I guess you struck a nerve with me, I have kept my boat there for years and have observed these guys bust their asses day in and day out to take care of their customers. I know each if them pretty well, and hope they weren't injured.I've spent enough time at several other marinas that do the same thing and observed similar dedication.

I'm all for entertainment and humor, but for me, this is not the right situation.

But you guys are free to pontificate to your heart's content.



Rant over, carry on!


----------



## Snagged Line (Sep 30, 2007)

Buzz kill!!!


----------



## H2OMARK (Oct 2, 2007)

Do we even know if an operator was on the lift?


----------



## Lunatic (Oct 14, 2015)

Hope the operator wore their brown pants to work! Yikes!


----------



## johnsonbeachbum (Oct 1, 2007)

a said:


> look closer, there's a concrete tire stop the end of the ramp


 looks like a fresh bustout in the stop curb too.


----------



## johnsonbeachbum (Oct 1, 2007)

Play'N Hooky said:


> I always thought it was odd that their boatlift dock was sloped. Seems that it would make it tricky to keep all four wheels on the ground while transporting some of the heavier boats.


 Maybe before they started rack storage, that was the ramp?


----------



## NoSlack (Sep 25, 2014)

I heard the operator was able to bail out safely after the brakes failed but before the lift went over. 

I don't think the boat that was on the lift escaped unharmed, but I heard it faired surprisingly well considering.


----------



## Sequoiha (Sep 28, 2007)

The lift stalled coming out of the building heading to the ramp, employee states the brakes didn't work and tried to set the parking brake to no avail, rolling down hill and bailed, lift rolls about 40 feet to the water and went in, had a 28 mako with twin 275 verados , boat faired pretty good, one engine not so well, driver of the lift is ok, no injuries, now you know,


----------

● ● ●

• Exercise task 1
List each username that appears as a post heading in the boat lift thread, naming each one only once.
• Exercise task 2
According to the boat lift thread, about how far did the lift roll before it went into the water?

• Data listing
● ● ●

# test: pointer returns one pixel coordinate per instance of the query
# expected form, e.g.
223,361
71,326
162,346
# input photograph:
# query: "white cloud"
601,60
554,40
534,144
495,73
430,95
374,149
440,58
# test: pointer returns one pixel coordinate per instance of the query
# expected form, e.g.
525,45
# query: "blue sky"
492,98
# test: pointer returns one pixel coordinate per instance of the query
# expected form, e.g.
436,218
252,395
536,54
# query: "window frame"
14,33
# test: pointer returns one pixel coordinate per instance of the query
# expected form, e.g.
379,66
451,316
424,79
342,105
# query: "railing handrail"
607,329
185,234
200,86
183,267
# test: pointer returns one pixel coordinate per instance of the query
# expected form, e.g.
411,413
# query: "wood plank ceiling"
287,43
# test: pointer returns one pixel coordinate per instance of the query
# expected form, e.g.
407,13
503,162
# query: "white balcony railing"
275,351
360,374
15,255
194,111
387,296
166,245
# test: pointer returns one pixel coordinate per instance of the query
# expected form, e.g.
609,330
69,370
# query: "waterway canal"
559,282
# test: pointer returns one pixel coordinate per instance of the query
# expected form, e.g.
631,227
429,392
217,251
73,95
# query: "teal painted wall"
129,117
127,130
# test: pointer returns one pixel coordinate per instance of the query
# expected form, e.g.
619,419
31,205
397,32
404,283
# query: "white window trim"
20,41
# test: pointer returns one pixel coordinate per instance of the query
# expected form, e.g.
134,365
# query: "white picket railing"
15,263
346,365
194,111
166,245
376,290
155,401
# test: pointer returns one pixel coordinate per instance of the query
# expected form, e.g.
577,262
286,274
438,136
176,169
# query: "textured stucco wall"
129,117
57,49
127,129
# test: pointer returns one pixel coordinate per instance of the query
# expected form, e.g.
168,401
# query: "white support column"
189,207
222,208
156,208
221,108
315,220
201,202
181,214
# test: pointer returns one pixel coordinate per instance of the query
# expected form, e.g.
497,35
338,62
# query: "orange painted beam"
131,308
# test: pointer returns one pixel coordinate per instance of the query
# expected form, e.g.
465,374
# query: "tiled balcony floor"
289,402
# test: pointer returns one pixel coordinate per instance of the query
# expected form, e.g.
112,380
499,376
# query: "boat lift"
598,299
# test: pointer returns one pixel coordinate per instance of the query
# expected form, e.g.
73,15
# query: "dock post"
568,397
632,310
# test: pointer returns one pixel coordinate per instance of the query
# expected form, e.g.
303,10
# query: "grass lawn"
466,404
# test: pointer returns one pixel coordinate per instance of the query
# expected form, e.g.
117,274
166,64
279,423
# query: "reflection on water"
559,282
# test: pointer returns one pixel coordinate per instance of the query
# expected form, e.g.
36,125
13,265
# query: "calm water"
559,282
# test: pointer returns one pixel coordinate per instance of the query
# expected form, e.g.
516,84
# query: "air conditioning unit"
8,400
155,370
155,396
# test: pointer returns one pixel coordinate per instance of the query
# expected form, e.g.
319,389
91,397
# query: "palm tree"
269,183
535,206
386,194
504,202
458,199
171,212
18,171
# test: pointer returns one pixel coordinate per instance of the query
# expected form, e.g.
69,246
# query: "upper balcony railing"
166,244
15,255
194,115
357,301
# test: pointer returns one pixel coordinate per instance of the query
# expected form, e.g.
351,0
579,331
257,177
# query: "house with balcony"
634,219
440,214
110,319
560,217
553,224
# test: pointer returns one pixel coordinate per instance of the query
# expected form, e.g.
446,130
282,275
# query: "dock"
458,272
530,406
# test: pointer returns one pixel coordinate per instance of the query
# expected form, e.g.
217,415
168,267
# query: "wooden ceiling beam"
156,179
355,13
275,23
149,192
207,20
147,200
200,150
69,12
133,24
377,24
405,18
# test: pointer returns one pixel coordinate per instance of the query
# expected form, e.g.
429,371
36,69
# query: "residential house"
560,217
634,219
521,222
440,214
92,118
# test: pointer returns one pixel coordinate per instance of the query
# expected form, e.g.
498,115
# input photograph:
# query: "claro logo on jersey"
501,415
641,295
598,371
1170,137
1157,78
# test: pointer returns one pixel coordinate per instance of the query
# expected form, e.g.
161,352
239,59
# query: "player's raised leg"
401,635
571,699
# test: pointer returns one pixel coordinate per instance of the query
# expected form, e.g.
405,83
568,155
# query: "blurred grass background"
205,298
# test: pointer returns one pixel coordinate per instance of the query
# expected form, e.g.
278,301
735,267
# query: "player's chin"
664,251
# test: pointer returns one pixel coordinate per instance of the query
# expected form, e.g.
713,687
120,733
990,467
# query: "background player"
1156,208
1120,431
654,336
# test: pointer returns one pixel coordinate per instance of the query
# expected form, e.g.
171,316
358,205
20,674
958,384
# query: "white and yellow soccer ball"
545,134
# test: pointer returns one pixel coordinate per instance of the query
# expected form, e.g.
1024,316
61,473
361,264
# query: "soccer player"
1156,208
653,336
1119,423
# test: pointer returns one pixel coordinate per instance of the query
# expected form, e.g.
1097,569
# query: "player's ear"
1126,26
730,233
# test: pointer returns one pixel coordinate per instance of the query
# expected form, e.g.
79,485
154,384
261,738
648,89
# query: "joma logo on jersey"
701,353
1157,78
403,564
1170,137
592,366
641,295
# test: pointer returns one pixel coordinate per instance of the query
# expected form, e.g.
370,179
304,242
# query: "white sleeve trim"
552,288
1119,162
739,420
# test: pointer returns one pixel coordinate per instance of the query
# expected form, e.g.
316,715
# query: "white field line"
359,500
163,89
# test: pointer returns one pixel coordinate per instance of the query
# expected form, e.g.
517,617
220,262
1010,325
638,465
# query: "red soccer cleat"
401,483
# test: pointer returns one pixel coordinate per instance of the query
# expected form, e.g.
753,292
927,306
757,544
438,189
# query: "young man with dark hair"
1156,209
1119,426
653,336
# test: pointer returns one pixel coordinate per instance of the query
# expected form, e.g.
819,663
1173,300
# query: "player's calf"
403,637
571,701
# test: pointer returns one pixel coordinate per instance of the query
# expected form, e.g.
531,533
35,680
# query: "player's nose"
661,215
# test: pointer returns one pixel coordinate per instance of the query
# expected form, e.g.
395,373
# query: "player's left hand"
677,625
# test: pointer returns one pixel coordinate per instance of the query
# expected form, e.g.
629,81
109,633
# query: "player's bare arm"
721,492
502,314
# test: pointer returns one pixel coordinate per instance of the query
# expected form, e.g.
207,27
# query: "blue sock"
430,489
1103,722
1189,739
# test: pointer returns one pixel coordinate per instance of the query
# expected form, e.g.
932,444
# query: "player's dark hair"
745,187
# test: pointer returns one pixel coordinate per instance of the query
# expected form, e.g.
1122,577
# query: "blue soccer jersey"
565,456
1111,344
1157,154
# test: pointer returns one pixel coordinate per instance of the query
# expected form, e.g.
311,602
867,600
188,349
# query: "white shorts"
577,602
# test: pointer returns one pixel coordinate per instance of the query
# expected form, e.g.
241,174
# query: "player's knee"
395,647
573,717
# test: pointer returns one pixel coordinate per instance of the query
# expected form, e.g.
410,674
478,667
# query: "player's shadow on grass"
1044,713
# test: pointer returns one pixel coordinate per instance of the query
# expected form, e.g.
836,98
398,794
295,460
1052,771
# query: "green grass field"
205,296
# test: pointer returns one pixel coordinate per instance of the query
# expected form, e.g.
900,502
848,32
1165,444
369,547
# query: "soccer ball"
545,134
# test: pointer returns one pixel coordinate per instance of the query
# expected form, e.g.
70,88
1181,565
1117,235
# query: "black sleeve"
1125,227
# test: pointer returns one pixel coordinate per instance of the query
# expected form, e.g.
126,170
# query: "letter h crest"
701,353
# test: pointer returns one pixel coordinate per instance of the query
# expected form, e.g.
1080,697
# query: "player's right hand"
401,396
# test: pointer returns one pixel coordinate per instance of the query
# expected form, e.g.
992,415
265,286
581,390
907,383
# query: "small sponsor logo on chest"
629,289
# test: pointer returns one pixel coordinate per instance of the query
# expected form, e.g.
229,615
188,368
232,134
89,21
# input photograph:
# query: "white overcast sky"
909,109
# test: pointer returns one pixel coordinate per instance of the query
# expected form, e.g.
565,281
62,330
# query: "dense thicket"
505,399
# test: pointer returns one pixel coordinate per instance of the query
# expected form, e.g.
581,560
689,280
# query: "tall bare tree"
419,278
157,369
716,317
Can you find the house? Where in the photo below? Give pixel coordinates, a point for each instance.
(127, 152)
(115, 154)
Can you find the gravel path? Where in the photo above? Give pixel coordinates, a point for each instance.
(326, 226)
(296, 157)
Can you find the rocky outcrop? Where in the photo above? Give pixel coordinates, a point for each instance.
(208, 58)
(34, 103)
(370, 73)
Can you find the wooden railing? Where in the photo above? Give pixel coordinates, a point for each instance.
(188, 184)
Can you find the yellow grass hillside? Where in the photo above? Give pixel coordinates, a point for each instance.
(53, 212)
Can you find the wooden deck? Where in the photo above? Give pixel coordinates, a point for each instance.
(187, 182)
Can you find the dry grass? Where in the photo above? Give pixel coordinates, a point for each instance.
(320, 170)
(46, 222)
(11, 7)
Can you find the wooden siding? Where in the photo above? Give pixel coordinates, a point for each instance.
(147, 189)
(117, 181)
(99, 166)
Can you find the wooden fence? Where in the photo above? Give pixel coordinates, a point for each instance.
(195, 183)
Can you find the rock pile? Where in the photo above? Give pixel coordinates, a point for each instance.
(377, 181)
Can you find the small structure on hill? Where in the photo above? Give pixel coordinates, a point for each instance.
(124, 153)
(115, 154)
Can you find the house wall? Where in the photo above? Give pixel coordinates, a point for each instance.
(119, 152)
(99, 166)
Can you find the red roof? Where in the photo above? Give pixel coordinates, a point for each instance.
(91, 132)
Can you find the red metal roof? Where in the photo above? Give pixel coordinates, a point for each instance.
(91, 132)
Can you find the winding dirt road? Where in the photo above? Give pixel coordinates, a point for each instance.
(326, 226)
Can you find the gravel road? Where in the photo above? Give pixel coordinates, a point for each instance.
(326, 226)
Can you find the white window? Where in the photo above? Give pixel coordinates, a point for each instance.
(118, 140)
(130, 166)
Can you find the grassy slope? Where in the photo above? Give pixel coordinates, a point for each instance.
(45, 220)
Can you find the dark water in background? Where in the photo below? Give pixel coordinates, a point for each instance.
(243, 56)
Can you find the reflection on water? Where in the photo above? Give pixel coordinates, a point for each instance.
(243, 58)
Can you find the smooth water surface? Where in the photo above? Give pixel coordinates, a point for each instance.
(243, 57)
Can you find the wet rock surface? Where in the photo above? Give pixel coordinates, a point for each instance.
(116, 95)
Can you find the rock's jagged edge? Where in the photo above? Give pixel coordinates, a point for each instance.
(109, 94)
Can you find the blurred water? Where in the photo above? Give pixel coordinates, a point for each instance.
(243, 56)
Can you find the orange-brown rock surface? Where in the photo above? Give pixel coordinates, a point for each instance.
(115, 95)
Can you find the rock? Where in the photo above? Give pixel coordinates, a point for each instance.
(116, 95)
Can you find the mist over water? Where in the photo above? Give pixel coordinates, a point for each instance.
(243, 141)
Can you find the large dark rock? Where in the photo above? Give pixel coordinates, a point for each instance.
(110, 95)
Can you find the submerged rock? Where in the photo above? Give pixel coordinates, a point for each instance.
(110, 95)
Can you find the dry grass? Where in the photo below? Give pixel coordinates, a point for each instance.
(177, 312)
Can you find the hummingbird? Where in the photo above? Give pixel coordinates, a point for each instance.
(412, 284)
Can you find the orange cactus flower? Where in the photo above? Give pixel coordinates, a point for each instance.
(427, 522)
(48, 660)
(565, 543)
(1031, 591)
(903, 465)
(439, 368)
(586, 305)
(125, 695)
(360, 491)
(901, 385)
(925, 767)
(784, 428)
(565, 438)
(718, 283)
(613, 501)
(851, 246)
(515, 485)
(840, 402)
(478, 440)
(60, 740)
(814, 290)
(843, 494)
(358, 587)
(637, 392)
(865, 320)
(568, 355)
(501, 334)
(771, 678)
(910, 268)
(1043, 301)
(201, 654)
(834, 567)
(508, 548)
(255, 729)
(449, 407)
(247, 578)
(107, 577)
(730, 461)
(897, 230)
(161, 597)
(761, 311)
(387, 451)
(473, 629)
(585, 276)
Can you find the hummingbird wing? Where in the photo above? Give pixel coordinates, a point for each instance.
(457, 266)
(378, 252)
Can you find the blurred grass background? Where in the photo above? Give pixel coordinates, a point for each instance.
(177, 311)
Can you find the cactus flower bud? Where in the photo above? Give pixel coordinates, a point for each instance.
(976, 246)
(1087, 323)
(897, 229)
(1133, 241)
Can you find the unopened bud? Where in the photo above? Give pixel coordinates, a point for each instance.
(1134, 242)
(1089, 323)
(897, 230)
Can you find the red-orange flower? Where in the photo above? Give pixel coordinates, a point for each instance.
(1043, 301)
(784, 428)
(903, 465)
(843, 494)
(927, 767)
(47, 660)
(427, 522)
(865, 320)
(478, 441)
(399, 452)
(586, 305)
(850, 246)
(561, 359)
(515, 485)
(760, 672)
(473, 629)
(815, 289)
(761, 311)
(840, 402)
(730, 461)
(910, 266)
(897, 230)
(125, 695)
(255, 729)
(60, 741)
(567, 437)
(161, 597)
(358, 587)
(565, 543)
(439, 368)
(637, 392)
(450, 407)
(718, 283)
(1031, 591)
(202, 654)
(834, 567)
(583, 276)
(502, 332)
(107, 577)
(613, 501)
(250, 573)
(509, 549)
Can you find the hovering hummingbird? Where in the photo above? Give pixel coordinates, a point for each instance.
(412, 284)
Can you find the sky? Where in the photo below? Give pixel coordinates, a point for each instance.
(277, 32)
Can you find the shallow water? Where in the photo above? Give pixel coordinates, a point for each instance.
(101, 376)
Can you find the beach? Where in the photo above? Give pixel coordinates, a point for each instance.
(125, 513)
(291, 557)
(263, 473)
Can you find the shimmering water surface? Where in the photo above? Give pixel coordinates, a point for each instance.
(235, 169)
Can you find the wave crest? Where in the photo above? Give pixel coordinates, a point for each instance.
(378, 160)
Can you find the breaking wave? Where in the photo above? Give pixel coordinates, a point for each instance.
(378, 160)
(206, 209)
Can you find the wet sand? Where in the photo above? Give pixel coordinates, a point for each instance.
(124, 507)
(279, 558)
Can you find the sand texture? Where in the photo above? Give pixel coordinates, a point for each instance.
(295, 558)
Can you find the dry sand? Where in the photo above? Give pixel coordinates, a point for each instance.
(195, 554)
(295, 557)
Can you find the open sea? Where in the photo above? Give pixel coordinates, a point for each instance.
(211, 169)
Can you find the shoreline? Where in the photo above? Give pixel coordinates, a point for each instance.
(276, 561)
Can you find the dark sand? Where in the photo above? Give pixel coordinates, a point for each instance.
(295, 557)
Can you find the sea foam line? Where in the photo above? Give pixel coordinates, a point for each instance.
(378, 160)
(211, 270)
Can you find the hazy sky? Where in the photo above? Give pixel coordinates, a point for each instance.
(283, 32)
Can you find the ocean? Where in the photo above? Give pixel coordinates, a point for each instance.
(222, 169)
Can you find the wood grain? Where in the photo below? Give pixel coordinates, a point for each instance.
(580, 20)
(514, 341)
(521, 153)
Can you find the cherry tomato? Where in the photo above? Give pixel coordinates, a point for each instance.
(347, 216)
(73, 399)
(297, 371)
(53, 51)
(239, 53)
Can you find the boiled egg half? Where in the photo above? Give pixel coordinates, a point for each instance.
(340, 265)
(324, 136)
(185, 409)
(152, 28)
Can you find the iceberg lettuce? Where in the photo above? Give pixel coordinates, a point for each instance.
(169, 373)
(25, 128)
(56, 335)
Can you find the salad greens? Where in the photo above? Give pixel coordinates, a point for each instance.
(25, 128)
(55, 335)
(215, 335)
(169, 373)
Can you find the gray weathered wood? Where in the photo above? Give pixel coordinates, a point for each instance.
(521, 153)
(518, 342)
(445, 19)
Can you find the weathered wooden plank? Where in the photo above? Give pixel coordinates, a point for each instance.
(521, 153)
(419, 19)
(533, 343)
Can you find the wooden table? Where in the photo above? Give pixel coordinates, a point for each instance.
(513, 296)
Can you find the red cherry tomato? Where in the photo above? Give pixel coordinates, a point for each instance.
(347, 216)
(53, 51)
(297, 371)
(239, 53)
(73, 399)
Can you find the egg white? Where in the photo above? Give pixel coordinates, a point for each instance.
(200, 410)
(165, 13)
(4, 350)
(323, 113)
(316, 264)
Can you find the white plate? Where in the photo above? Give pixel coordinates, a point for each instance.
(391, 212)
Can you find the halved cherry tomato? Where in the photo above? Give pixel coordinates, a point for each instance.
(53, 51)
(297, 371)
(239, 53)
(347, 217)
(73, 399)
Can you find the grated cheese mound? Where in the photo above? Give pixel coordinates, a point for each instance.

● ● ●

• Correct answer 1
Snagged Line, H2OMARK, Lunatic, johnsonbeachbum, NoSlack, Sequoiha

• Correct answer 2
About 40 feet.